§ Exercise directions: Below are records; transcribe only the line with "of the sunset" and those after it, through the last line, without any change.

§ Records shown:
━━━

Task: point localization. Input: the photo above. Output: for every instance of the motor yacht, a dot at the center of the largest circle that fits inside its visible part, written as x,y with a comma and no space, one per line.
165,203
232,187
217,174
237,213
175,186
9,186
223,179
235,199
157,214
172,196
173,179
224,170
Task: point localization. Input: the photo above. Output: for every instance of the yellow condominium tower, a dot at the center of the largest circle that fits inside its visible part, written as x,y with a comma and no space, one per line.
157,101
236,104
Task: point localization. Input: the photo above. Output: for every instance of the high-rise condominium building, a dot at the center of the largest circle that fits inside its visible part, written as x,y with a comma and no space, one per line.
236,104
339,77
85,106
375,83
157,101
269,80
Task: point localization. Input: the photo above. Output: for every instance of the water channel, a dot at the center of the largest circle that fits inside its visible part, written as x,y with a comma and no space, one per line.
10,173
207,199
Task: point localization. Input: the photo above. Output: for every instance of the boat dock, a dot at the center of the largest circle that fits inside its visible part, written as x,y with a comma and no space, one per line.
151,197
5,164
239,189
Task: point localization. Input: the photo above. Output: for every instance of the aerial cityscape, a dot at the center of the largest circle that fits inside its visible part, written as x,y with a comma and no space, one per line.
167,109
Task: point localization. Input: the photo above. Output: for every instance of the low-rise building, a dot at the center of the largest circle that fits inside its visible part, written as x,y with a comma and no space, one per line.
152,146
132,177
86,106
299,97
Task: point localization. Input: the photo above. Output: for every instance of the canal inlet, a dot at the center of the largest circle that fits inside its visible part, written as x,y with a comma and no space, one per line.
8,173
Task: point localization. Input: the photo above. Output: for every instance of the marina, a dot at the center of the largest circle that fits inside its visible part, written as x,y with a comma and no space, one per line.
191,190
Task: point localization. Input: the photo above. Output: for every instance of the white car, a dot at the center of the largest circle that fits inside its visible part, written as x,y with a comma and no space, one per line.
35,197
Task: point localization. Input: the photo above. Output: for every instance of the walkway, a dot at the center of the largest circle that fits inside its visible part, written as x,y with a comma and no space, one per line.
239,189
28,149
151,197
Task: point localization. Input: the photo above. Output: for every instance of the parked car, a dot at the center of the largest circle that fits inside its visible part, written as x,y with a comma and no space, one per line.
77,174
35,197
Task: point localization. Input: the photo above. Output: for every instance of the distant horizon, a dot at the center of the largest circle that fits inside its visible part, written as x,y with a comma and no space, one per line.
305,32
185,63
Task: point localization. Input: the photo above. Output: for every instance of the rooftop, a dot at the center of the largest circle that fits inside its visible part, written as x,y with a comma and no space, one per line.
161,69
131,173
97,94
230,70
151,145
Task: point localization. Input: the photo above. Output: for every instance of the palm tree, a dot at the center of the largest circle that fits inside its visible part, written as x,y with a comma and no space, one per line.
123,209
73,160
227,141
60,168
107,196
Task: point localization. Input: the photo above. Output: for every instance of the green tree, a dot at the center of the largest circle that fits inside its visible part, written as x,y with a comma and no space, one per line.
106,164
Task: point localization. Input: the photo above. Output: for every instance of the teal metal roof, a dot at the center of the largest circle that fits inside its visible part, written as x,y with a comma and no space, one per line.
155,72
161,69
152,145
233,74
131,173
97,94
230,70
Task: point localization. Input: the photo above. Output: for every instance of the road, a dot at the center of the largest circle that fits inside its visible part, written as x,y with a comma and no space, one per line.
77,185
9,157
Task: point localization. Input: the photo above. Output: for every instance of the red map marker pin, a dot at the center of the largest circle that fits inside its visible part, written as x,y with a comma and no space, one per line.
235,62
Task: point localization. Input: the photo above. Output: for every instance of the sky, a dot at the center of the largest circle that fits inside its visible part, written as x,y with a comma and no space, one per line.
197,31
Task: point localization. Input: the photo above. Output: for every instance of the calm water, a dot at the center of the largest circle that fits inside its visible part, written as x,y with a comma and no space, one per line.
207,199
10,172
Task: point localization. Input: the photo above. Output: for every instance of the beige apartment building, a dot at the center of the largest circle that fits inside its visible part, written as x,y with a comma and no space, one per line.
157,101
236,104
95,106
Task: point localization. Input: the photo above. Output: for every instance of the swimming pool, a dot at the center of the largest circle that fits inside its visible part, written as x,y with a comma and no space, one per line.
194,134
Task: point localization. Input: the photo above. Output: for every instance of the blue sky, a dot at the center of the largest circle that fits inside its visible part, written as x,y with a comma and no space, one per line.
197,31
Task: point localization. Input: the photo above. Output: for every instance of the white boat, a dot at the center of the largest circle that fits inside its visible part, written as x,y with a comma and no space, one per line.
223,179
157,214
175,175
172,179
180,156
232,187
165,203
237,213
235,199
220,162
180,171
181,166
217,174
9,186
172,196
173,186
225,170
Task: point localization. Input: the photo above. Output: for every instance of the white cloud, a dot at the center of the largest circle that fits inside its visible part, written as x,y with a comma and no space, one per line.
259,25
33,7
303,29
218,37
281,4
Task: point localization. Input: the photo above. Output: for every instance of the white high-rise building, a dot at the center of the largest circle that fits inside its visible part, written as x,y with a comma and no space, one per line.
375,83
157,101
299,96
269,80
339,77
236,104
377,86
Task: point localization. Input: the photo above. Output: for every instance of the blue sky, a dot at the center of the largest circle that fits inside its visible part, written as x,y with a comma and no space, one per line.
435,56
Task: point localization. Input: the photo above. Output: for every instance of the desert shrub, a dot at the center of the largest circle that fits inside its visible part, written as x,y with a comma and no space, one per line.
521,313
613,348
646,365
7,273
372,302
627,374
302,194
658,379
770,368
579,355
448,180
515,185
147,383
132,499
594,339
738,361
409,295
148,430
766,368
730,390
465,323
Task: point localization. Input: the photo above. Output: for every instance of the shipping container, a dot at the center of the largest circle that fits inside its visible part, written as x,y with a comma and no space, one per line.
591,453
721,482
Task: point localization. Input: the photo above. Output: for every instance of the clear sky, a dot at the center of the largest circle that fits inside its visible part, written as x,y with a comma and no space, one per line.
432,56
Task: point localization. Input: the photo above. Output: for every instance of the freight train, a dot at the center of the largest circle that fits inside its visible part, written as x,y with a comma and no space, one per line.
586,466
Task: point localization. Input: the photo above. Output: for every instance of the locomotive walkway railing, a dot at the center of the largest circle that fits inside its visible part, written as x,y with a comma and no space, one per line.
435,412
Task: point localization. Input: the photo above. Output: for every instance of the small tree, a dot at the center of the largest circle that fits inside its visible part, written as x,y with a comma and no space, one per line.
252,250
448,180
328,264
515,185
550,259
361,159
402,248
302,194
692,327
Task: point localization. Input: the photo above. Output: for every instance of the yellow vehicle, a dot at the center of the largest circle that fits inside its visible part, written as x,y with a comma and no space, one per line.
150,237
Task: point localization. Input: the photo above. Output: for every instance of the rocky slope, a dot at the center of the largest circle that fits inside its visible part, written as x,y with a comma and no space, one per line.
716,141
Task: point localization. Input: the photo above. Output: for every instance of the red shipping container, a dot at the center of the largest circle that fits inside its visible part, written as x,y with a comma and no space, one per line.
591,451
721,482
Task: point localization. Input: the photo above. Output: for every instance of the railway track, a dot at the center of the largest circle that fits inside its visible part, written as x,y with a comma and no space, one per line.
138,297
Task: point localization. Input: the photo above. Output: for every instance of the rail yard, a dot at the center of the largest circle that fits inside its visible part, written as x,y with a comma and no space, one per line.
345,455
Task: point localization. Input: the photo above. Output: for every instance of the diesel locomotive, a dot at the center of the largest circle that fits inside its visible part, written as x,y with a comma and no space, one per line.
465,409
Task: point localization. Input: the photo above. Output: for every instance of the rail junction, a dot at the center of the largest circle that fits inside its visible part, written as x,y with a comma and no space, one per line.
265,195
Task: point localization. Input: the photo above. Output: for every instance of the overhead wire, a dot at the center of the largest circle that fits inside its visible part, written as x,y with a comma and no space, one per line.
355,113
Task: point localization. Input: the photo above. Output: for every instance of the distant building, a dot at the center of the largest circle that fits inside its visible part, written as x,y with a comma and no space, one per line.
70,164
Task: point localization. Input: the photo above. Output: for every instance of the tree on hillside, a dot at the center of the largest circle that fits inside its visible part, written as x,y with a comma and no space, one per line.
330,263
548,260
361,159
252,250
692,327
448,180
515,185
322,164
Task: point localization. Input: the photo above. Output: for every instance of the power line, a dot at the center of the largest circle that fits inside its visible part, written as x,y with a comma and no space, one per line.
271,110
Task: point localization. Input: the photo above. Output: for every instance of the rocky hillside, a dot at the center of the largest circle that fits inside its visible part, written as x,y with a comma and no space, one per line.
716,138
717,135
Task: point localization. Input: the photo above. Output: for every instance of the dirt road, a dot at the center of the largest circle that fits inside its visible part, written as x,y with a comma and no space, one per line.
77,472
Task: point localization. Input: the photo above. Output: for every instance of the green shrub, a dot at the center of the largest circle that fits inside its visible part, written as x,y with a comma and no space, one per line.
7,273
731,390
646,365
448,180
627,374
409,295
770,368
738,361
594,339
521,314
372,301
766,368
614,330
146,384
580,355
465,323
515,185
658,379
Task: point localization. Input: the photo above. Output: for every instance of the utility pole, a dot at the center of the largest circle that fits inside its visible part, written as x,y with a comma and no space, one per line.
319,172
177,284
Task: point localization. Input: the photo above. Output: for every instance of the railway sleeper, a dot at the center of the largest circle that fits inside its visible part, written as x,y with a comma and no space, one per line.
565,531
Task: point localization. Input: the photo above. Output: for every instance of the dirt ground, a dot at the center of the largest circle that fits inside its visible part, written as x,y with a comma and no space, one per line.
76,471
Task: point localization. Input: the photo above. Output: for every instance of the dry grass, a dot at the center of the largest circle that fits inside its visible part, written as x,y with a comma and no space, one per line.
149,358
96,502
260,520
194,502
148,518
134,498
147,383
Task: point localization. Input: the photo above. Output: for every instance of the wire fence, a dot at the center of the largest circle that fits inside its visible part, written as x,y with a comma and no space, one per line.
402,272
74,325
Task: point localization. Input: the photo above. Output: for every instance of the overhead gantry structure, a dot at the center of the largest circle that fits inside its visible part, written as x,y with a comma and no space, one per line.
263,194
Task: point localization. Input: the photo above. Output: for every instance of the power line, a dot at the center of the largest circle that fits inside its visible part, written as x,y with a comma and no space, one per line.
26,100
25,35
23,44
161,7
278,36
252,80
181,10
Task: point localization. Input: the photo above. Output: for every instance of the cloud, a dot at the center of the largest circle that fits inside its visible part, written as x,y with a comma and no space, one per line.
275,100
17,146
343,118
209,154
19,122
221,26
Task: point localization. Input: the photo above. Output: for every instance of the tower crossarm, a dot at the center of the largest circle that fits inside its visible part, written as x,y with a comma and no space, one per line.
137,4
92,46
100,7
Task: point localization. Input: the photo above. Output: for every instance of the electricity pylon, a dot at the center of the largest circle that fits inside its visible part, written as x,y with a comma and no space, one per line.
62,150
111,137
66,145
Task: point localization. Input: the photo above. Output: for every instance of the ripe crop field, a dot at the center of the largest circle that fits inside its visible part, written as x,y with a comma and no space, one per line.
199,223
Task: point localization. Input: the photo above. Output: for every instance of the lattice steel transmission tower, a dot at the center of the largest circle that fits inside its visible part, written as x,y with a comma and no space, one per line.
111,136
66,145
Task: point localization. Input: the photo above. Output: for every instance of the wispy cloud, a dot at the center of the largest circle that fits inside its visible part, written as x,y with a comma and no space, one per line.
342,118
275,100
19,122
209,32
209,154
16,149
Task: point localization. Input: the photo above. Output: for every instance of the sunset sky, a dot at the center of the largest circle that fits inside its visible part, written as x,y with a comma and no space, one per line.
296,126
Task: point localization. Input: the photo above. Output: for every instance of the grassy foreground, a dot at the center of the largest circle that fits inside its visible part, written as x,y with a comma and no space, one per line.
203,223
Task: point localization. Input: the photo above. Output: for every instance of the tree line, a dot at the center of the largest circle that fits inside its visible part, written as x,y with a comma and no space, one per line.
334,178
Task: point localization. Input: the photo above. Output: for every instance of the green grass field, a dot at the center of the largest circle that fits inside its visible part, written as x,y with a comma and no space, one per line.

━━━

§ Worked solution:
Task: point localization. Input: the photo above. Output: for every instance of the sunset sky, a dot at the center of the largest circle that fits inside its visible part, written as x,y with a comma and no space, one per line.
296,126
Task: point localization. Input: the photo above. Output: for every instance of the grassy foreground, a dot at the center of the largest circle that fits inside its visible part, written as x,y with a comma and no space, one per line.
203,223
Task: point localization. Input: the photo above. Output: for every instance of the tree line, a dot at the center of the largest circle that fits inside its visible part, written as x,y with a comma and no space, one per line.
334,178
Task: point localization. Input: the photo above. Output: for every instance of the green grass field, a dot at the center of the largest circle that fits inside its visible part, written as x,y with a comma and no space, one per line.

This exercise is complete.